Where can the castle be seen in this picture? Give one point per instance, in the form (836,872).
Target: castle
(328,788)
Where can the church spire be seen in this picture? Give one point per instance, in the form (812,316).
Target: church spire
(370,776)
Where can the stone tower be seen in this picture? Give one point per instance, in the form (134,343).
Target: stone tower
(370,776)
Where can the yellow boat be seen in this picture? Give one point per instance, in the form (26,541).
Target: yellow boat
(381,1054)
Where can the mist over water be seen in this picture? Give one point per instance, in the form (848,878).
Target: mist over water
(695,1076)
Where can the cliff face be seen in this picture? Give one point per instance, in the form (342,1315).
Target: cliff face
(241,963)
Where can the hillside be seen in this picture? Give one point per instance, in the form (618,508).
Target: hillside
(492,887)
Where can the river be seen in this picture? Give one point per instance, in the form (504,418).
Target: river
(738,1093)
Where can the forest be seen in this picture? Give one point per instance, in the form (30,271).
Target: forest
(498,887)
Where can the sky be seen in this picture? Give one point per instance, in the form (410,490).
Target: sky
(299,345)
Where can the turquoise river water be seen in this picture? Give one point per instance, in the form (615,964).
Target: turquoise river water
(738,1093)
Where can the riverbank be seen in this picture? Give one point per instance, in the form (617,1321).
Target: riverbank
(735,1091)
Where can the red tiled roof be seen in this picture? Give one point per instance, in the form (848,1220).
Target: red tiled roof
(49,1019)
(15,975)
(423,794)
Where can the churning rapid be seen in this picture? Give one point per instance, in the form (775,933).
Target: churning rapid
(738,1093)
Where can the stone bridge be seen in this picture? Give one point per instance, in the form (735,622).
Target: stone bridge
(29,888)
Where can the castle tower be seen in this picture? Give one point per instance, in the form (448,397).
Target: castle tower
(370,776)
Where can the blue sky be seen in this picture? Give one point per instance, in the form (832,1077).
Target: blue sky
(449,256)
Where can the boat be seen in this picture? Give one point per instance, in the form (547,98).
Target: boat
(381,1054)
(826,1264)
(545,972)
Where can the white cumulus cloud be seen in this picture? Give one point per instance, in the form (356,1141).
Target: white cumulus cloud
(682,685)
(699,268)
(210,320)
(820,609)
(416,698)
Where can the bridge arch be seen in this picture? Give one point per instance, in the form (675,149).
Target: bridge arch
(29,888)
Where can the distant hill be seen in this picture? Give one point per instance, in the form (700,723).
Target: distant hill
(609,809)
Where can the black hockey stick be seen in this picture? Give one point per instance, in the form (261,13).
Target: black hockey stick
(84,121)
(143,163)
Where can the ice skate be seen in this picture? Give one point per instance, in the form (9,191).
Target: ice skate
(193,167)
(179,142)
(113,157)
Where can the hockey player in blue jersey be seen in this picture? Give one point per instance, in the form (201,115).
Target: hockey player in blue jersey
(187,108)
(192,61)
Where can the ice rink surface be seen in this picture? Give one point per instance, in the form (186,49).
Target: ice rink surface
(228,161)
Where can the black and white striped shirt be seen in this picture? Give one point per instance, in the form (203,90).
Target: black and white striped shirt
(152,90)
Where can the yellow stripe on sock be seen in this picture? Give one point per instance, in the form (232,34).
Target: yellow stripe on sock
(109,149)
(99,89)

• • • • •

## Exercise aim
Repeat all of the data above verbatim, line for line.

## Answer below
Where can the castle be seen in this picture? Give one point per instance, in the form (836,872).
Target: castle
(328,788)
Where can the church spire be seen in this picture? Give one point per instance, in the form (812,316).
Target: church spire
(370,776)
Where can the stone tower be seen in this picture? Give one point per instance, in the form (134,343).
Target: stone tower
(370,776)
Where can the yellow boat be seen in this picture? Give one point per instance, in the form (26,541).
Target: yellow boat
(381,1054)
Where can the mist over water be seen in this picture? Give one point per instance, in the form (848,878).
Target: mist over water
(695,1076)
Where can the cliff face be seen in this picture? Give one point per instance, in the form (342,1315).
Target: cliff face
(241,963)
Where can the hillside be seen in this picture? Give one point per instance, in the form (618,508).
Target: hillside
(492,887)
Where can the river be seen in this picture? Give one point per instance, in the form (504,418).
Target: river
(738,1093)
Where can the forest be seen in this picture? Give one point per instance, in the form (30,271).
Target: forest
(498,887)
Where can the sky be seen in this picture? Give one point per instance, in the form (410,490).
Target: sky
(299,345)
Where can the turquoise river water be seen in this picture? Give one point per instance, in the form (615,964).
Target: turquoise river water
(738,1093)
Where can the riverbank be seen in this picture? Give one point per instance, in the form (617,1321).
Target: riverbank
(735,1091)
Where can the red tiled roof be seen in this picture? Give one point per instance, in the form (848,1220).
Target: red tiled roof
(49,1019)
(15,975)
(423,794)
Where can the churning rapid be seen in this picture? Give one point per instance, in the form (775,933).
Target: churning rapid
(738,1093)
Where can the stone bridge be seen in this picture? Give one point per instance, in the form (735,622).
Target: stone bridge
(29,888)
Where can the castle tower be seen in this picture? Give one point per instance, in the form (448,397).
Target: castle tower
(370,776)
Where can the blue sky be seen in this picture? Give one point per instance, in the form (832,1077).
Target: blue sky
(449,256)
Where can the boat be seen in this picture? Give one point per instance, in the form (547,98).
Target: boat
(381,1054)
(826,1264)
(545,972)
Where can the white cumulus cloud be seen in this picture? Give one point per instance, in the form (356,1141).
Target: white cumulus cloud
(682,685)
(699,268)
(210,320)
(820,609)
(416,698)
Where can the bridge arch be seen in this picture? Give one point per instance, in the form (675,149).
Target: bridge arch
(29,888)
Where can the distant hill be seen in this picture? Give one point per instance, in the form (700,723).
Target: distant hill
(609,809)
Where can the black hockey stick be seen in this picture? Give one point per instance, in the form (261,13).
Target: black hockey stick
(84,121)
(143,163)
Where can the ice skate be seen in this picture? Give one point per instance, in the form (9,191).
Target: ice skate
(193,167)
(179,142)
(113,157)
Where can the hockey player in blue jersey be seen in this picture? Give one point per instance, in the form (201,115).
Target: hockey player in blue jersey
(187,108)
(192,61)
Where can the ice rink surface be seen in this picture? Give one point per instance, in the form (186,49).
Target: ice rink surface
(228,161)
Where can the black and white striped shirt be seen in this picture? Give one point per instance, in the form (203,90).
Target: black and white striped shirt
(152,90)
Where can the yellow stripe on sock be seen in this picture? Give one point per instance, in the form (232,34).
Target: yellow stripe on sock
(109,149)
(99,89)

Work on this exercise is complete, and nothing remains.